▶ [Work to do]: List every line in the items below that contains the word "green", copying each such line in full. Match case exactly.

■ ■ ■ ■ ■ ■ ■

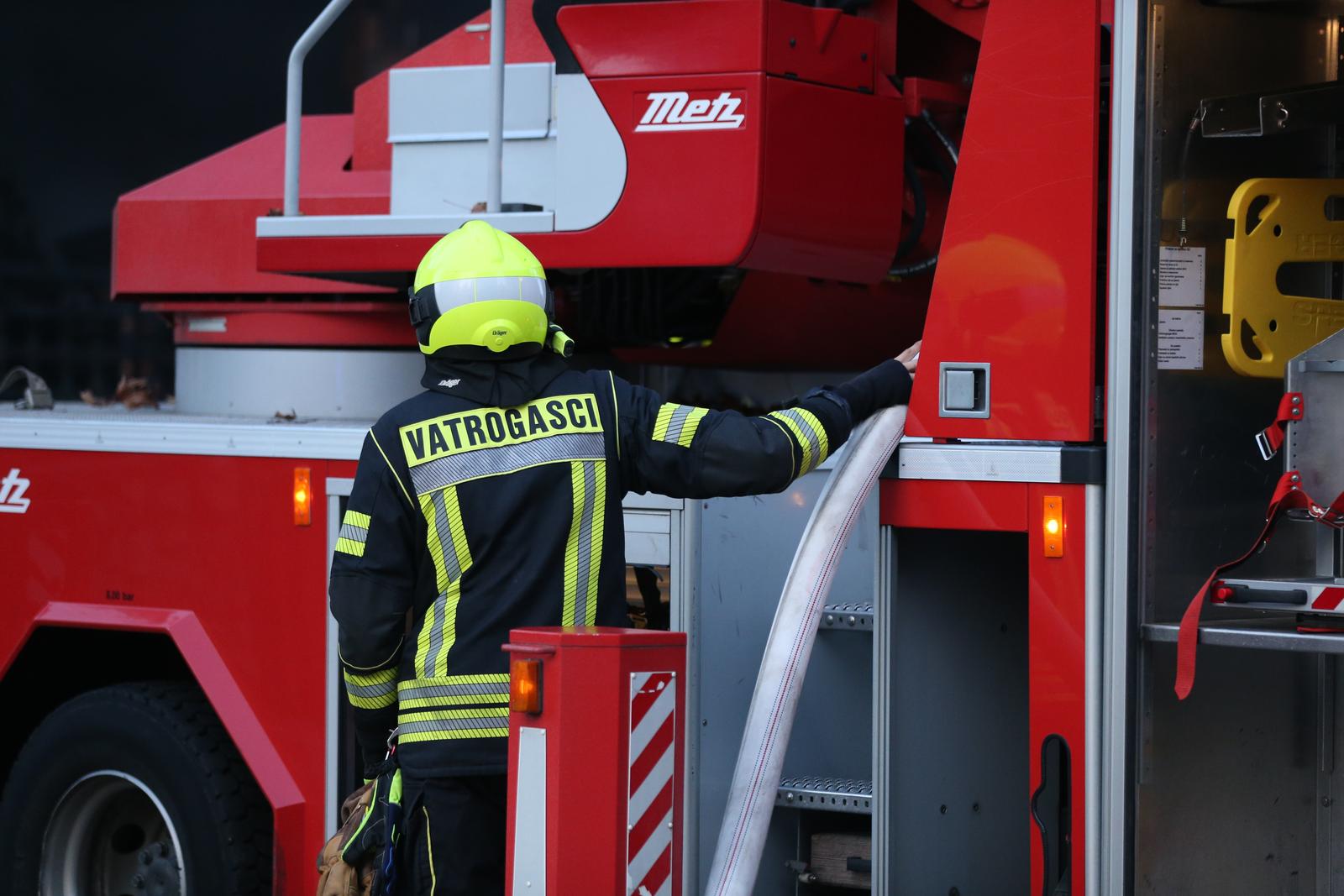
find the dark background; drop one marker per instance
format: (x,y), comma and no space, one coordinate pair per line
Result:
(97,100)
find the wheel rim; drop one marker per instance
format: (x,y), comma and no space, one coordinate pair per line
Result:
(111,836)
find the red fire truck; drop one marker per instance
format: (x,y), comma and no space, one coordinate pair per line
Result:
(1116,226)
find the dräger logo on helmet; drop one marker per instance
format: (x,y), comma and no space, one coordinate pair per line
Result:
(675,110)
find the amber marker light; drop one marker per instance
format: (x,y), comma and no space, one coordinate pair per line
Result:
(524,685)
(1053,526)
(302,496)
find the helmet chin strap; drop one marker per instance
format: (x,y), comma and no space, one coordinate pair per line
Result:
(559,342)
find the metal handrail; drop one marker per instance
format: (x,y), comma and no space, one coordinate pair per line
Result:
(295,97)
(295,103)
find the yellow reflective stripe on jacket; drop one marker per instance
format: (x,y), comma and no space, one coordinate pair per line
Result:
(373,691)
(584,547)
(347,546)
(810,432)
(452,725)
(447,542)
(676,423)
(354,533)
(450,691)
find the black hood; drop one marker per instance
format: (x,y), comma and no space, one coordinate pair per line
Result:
(503,383)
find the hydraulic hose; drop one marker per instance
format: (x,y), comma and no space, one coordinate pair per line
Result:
(785,663)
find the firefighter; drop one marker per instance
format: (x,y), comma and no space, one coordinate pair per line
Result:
(491,501)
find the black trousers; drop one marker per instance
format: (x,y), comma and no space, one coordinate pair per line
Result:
(454,836)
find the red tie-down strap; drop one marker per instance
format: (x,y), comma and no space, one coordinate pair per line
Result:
(1270,439)
(1288,495)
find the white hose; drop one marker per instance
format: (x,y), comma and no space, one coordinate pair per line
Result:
(780,681)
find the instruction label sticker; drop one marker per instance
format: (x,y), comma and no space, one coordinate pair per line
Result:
(1180,275)
(1180,340)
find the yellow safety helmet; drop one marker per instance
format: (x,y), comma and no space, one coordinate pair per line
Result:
(479,286)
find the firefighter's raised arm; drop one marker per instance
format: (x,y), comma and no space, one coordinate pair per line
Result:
(371,587)
(692,452)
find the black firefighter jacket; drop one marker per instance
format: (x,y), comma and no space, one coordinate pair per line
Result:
(468,520)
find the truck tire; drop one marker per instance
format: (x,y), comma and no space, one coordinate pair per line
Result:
(134,790)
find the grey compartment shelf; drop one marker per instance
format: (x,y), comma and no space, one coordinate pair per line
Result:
(1257,634)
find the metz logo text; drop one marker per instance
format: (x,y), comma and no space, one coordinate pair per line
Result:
(675,110)
(11,493)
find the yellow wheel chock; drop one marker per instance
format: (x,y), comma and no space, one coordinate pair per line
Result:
(1280,223)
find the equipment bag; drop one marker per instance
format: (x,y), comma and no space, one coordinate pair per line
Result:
(360,859)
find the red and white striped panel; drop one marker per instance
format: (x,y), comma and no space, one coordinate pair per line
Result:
(648,846)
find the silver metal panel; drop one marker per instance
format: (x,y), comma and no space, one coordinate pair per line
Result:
(746,547)
(685,614)
(530,815)
(589,156)
(958,716)
(1263,634)
(979,461)
(1126,234)
(74,427)
(1093,694)
(521,222)
(311,383)
(648,537)
(1314,443)
(979,406)
(884,770)
(454,102)
(336,488)
(445,177)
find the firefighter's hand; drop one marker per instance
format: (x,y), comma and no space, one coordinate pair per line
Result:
(911,358)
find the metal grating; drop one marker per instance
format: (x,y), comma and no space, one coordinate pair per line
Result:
(827,794)
(855,617)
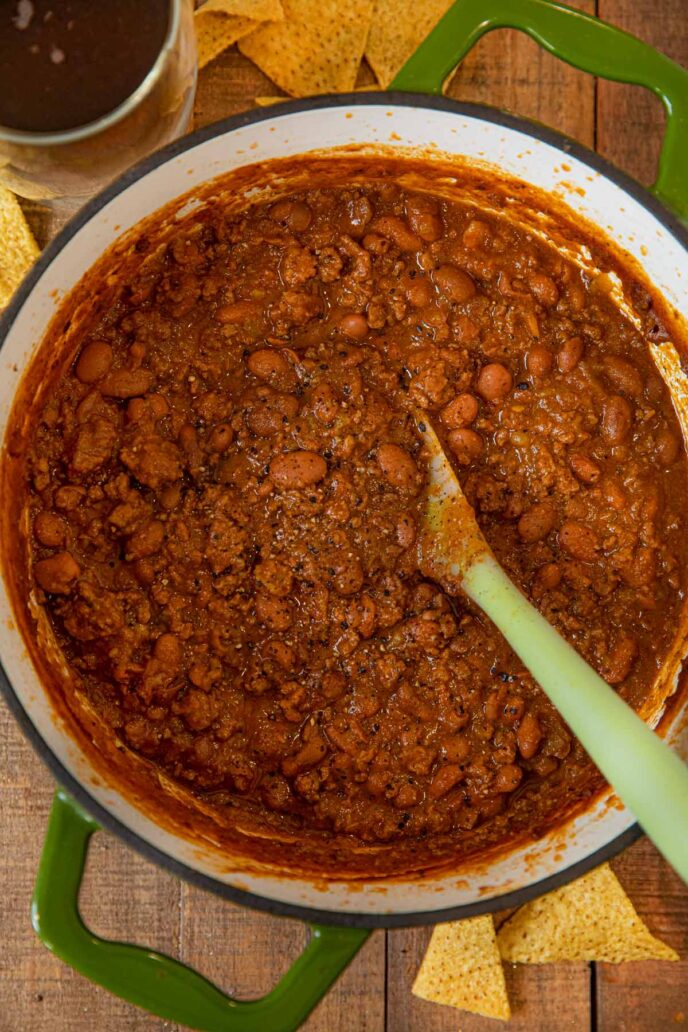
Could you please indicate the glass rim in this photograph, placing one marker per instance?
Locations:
(59, 136)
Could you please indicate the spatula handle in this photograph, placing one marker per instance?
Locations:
(649, 778)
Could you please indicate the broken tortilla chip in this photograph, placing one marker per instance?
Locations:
(18, 247)
(590, 920)
(461, 968)
(398, 27)
(317, 49)
(266, 101)
(221, 23)
(259, 10)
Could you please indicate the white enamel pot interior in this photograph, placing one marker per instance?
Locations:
(593, 190)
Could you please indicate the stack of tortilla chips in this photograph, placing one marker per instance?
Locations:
(18, 248)
(310, 46)
(590, 920)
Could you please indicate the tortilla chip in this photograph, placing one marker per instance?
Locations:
(221, 23)
(590, 920)
(266, 101)
(461, 968)
(398, 28)
(216, 32)
(317, 49)
(18, 248)
(259, 10)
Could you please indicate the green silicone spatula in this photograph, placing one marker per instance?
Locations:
(649, 778)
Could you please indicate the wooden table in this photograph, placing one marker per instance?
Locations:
(246, 953)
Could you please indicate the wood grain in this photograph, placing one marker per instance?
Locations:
(630, 121)
(506, 69)
(246, 953)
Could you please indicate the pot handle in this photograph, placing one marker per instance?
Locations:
(581, 40)
(159, 984)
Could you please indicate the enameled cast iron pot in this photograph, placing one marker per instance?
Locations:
(646, 223)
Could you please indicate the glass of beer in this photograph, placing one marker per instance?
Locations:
(87, 88)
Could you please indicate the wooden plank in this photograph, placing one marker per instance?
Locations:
(535, 995)
(630, 120)
(123, 896)
(506, 69)
(648, 995)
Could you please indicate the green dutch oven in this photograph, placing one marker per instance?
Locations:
(647, 223)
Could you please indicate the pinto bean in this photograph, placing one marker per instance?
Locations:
(94, 362)
(569, 354)
(57, 574)
(297, 470)
(538, 360)
(537, 521)
(269, 365)
(494, 382)
(584, 468)
(579, 540)
(355, 326)
(455, 284)
(620, 659)
(529, 736)
(50, 529)
(465, 444)
(667, 447)
(419, 292)
(477, 234)
(127, 383)
(623, 376)
(544, 289)
(397, 468)
(396, 230)
(461, 411)
(617, 419)
(293, 214)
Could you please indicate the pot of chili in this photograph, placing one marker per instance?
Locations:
(214, 629)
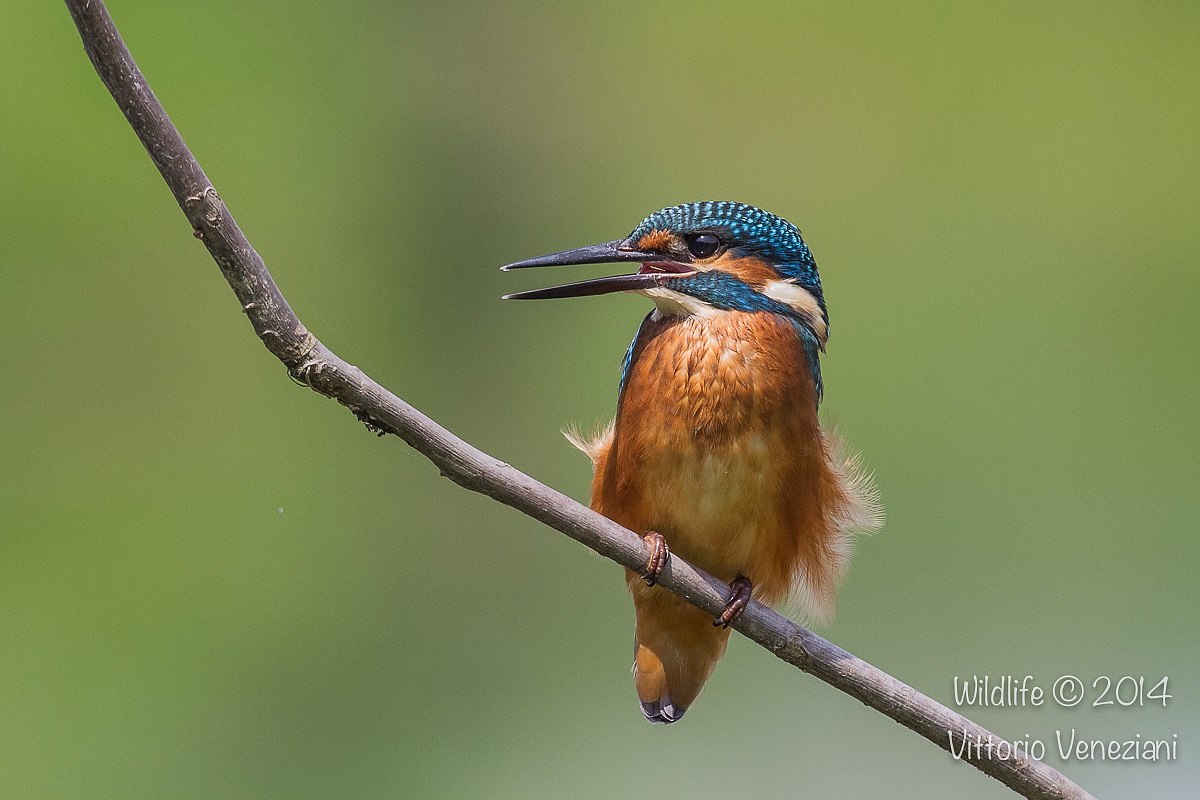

■ ■ ■ ■ ■ ■ ■

▶ [The output]:
Could you please indicate the green silicone spatula in this photograph, placing one marker per instance?
Could you please indicate the green dutch oven in this photograph, placing one marker per instance?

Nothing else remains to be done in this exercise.